Friday, December 14, 2007

Xyratex (NASDAQ:XRTX): Best positioned to benefit from shift in HDD spending - Avian

Avian Securities is out with a somewhat out-of-consensus call saying companies relying on capex spending by the hard disk industry have struggled over the past year as production caught up to a surge in capex that began in ’04 and continued into early ’07. They see this trend reversing as early as mid 2008. With the drive industry hitting capacity limitations in the back half of 2007, additional production will have to come on-line in CQ2’08/CQ3’08 to support next year’s build. The firm sees Xyratex (NASDAQ:XRTX) as best positioned to benefit from this shift in spending, contributing to an already compelling systems story driven by a rebound at Network Appliance as well as significant growth at Xyratex’s emerging customers.

Xyratex results have suffered over the past year by Seagate’s lower spend (historically Seagate has represented >10% of Xyratex’s revenues) as old Maxtor equipment has been reutilized. This situation looks set to reverse in mid 2008 as Seagate capex as a percent of sales lifts back towards the 8% - 9% range that Seagate had been averaging since FY’02. With WD (Xyratex’s other large drive customer) continuing to show steady growth in capex, they see the potential for our Xyratex numbers (which currently assume limited contribution from Xyratex’s HDD related capital equipment business through CY 2008) to lift meaningfully.

The firm believes the grow prospects for Xyratex’s systems business remain excellent. While Netapp is still showing 20% Y/Y growth, Xyratex’s smaller customers (~20% of sales) are experiencing significantly higher growth levels driven by the penetration of networked storage into smaller accounts.

As such, they see Xyratex potentially benefiting from two major trends in 2008, one secular and one cyclical, both of which could push street numbers higher. With the stock trading at under 10x next years consensus earnings estimates, Avian is reiterating their positive outlook for the name.

Notablecalls: XRTX has been a controversial HDD Equipment name for quite some time. The stock has been called cheap for as long as I remember. Avian's call is out-of-consensus one and may attract some interest in XRTX over the next couple of days.

■ WORK REQUEST 1:
In the Xyratex stock note, roughly what share of sales come from Xyratex's smaller customers?
■ WORK REQUEST 2:
Please carry on the Xyratex stock note from its last sentence.

■ RAW DATA:

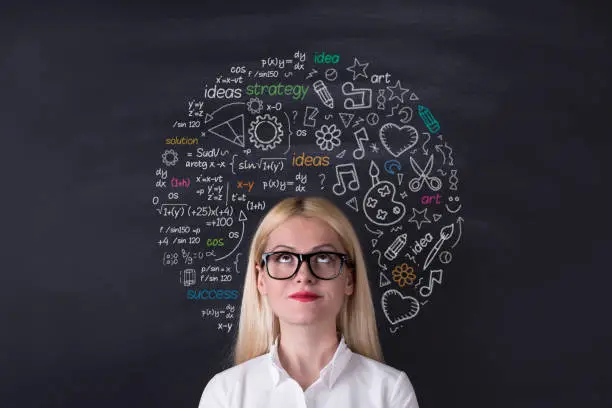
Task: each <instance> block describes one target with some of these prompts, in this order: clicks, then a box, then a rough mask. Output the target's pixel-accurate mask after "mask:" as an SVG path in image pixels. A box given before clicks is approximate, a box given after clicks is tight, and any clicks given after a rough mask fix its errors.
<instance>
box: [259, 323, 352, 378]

■ OUTPUT 1:
About 20% of sales.

■ OUTPUT 2:
Potash Corporation (NYSE:POT): A two-tiered increase of $190/metric ton (MT) for 2008 potash exports to China? - BAC

- Banc of America is out positive on Potash Corporation (NYSE:POT) and Mosaic (NYSE:MOS) saying they have seen nothing in the press, but have heard from sources that attended meetings with Uralkali last week that Russian potash export association BPC (Belorussian Potash Company) has proposed a two-tiered increase of $190/metric ton (MT) for 2008 potash exports to China. BPC has apparently proposed a $140/MT increase for 1H08 followed by another $50/MT in 2H. BAC understands the Chinese government is working on a counter with a round of meetings scheduled for this week. This initial BPC offer appears to be well above BAC's estimate of an $80/MT settlement with China next year. While it is impossible to predict the eventual outcome, clearly there is potential upside to China potash price assumptions for next year. China typically sets the global benchmark for potash prices as the largest importer of potash (9.2m MT, 72% of domestic use) globally.

The news has potential positive implications for potash earnings at all North America producers. By their math, every $10 per ton in potash price adds earnings of $0.19/share at POT, $0.12/share at MOS. Rates Buy on both.

Notablecalls: Expect to see buy interest in both POT and MOS following this call. Nice one, Marshall!

Baidu.com (NASDAQ:BIDU): Target upped to $423 at RBC Capital

- RBC Capital is out with a good call on Baidu.com (NASDAQ:BIDU) saying their most recent channel checks reveal that after a lackluster, in-line October, November has seen significant acceleration and although December is not completely done, it will likely maintain November's momentum. Net/Net, they believe 4Q07 is tracking to beat guidance/consensus. This has prompted them to raise 4Q07 estimates ahead of guidance/consensus to +17% sequential growth (vs. prior +16%, consensus +15%).

In short, Baidu is accelerating once again, and they have raised their 2008 and 2009 estimates and target to $423 (from $345). BIDU remains one of the few companies in RBC's coverage universe that is benefiting from every macro, secular, and cyclical catalysts all at the same time.

RBC believes Baidu has made its way through the factors (Shenzhen salesforce reorg, gov't activity) that resulted in in-line 3Q07 performance and 4Q07 guidance, and that consensus 1Q08 estimates calling for flattish performance vs. 4Q07 are too low.

Notablecalls: Can BIDU hit $400 following this call? Yeah, why not!

JA Solar (NASDAQ:JASO): Piper Jaffray ups tgt to $100!

- Piper Jaffray is out with a major call on JA Solar (NASDAQ:JASO) upping their tgt to $100 from $70 saying meetings with JASO and Shunda give them increased confidence in JASO's nearand long-term prospects; they raise 2008 and 2009 estimates.

Firm adds JASO to the Piper Jaffray Alpha List based on potential upside to Q407 consensus estimates of $0.36/$117M, on greater-than-expected production, and on higher ASPs (FX), inventory sales and flat wafer costs.

Other near-term catalysts include potential for new wafer contract(s), new sales contracts with an expanded customer base, and a lower-than-expected tax rate during 2008.

Notablecalls: What can I say, be early and agressive. This one will fly $4-$5 bucks today. Actionable trading call!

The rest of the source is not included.